* Task to carry out
Word for word, return the lines from the top of the listing to the line containing "Phrase -- carpeted stair step", both ends included, and no others.

* Material for this task
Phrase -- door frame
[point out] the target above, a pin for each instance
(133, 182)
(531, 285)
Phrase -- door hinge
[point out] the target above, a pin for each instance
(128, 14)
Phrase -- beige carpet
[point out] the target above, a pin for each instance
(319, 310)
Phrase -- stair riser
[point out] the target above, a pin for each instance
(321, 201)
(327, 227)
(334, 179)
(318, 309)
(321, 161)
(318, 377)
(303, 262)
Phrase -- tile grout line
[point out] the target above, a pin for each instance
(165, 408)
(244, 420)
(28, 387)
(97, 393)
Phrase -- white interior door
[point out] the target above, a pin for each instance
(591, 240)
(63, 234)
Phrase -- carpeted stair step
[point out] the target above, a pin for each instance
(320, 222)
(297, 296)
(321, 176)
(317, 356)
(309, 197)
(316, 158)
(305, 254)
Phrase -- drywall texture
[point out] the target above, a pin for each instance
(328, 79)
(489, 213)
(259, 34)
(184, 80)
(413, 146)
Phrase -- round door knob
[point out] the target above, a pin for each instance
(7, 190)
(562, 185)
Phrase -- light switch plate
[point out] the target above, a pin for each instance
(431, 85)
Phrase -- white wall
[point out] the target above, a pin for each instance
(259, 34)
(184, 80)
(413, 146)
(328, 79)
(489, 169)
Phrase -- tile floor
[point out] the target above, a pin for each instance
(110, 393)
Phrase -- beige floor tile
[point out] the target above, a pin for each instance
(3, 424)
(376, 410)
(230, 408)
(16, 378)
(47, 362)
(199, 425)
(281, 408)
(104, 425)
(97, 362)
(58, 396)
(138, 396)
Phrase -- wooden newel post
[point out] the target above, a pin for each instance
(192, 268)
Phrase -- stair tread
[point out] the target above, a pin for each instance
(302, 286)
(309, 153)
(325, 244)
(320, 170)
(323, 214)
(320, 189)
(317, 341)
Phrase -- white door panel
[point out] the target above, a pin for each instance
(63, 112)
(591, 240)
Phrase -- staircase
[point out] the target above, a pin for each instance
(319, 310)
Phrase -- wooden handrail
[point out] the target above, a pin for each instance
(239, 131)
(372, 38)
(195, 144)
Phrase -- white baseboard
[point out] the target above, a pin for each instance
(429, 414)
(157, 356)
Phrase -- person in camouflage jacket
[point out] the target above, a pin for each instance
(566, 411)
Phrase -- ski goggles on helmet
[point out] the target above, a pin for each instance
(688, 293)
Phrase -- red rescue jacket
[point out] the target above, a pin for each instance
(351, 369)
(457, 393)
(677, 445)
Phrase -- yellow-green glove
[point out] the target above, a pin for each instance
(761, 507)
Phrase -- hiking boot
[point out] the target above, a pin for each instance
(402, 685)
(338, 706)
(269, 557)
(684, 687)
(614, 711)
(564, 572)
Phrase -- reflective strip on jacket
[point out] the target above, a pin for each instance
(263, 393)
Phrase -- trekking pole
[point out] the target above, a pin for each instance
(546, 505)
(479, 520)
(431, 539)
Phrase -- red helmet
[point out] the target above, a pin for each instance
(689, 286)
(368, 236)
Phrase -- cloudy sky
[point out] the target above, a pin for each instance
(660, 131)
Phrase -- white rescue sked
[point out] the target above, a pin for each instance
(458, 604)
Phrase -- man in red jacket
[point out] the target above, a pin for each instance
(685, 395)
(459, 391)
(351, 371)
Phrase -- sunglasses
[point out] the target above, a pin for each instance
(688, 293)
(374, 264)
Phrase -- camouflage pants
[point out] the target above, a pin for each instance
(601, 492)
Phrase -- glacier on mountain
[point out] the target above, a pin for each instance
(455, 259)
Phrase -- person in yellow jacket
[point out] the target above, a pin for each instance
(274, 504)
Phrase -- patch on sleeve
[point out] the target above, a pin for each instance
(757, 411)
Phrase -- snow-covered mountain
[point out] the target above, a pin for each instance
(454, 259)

* Written response
Phrase -- door frame
[point out] the target above, a pin for each instance
(133, 182)
(531, 285)
Phrase -- door hinge
[point out] the target above, a pin for each instance
(128, 14)
Phrase -- beige carpet
[point out] the target above, a pin for each instance
(319, 310)
Phrase -- stair riser
[point out] the target above, a pin for each instance
(321, 201)
(327, 227)
(334, 179)
(318, 309)
(321, 161)
(318, 377)
(303, 262)
Phrase -- tile grout line
[point out] the target above, a pin for each instance
(165, 408)
(244, 420)
(28, 387)
(97, 393)
Phrase -- white interior door
[point out] the target above, a pin for each instance
(591, 240)
(63, 234)
Phrase -- carpeted stair step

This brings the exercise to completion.